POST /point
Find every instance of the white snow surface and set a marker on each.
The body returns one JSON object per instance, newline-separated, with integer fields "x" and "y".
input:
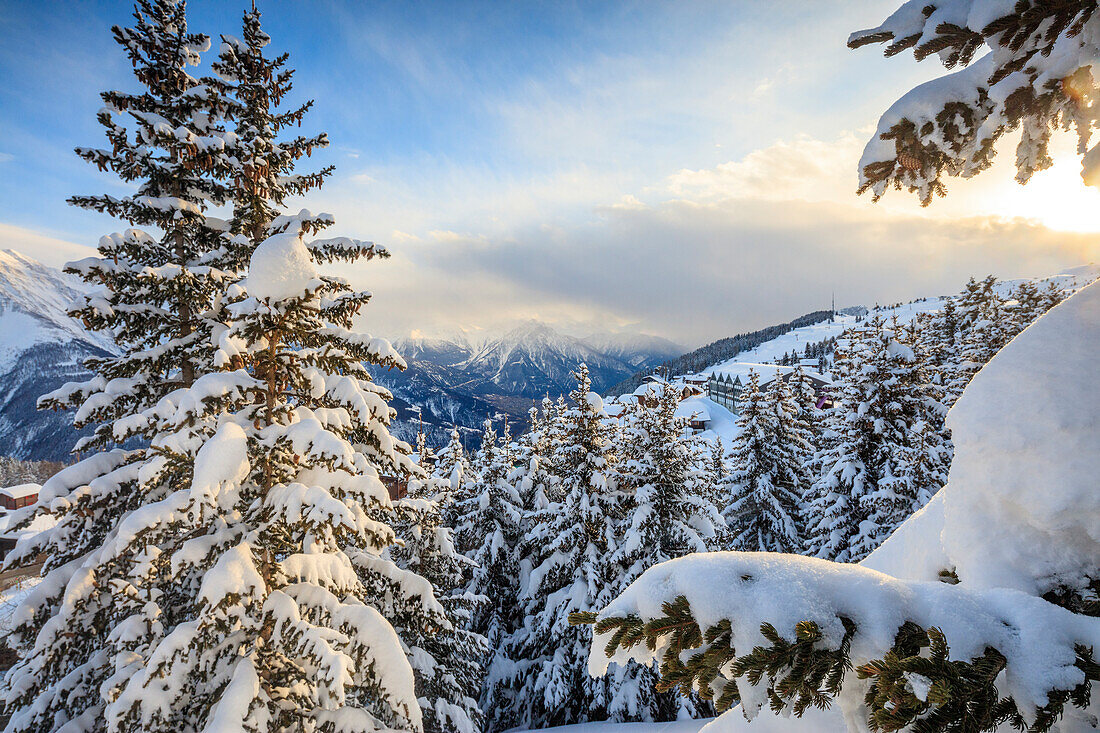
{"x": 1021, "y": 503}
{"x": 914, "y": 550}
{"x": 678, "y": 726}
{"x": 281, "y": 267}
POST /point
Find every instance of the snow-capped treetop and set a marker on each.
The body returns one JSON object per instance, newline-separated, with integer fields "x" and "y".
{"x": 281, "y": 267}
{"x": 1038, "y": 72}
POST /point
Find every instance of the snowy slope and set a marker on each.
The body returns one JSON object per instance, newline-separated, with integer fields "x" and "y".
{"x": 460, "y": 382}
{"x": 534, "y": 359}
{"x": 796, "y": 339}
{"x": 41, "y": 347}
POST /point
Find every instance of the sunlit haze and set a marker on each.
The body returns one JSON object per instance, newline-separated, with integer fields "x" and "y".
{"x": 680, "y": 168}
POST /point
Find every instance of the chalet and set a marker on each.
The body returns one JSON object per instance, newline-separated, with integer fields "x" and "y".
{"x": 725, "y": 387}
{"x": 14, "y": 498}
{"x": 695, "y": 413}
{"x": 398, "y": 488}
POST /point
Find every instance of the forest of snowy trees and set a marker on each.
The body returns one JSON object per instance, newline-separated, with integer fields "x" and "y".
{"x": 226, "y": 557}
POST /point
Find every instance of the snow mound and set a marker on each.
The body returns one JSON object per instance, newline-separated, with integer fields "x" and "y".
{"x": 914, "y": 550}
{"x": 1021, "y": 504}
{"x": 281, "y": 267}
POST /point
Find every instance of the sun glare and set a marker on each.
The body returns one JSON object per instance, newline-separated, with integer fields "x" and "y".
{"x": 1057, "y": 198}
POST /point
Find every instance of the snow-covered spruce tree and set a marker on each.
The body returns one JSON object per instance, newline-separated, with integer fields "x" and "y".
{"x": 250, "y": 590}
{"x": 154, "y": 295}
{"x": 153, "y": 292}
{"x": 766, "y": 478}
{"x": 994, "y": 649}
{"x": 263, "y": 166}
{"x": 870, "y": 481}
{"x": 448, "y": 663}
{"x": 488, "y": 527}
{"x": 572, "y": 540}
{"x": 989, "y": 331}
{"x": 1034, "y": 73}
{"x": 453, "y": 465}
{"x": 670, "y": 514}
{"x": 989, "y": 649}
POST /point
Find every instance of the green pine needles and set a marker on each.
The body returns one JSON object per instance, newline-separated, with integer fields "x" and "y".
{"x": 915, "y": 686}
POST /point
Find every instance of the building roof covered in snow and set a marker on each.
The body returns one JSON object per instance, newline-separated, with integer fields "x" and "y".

^^^^^^^^^^^^^^^^

## Exercise requirements
Retrieve all lines from the data that contain the string "covered".

## Task result
Find every instance of the snow-covered spruce tree and set a marker on each.
Find every instance of the building roof covered in snow and set a marker on each.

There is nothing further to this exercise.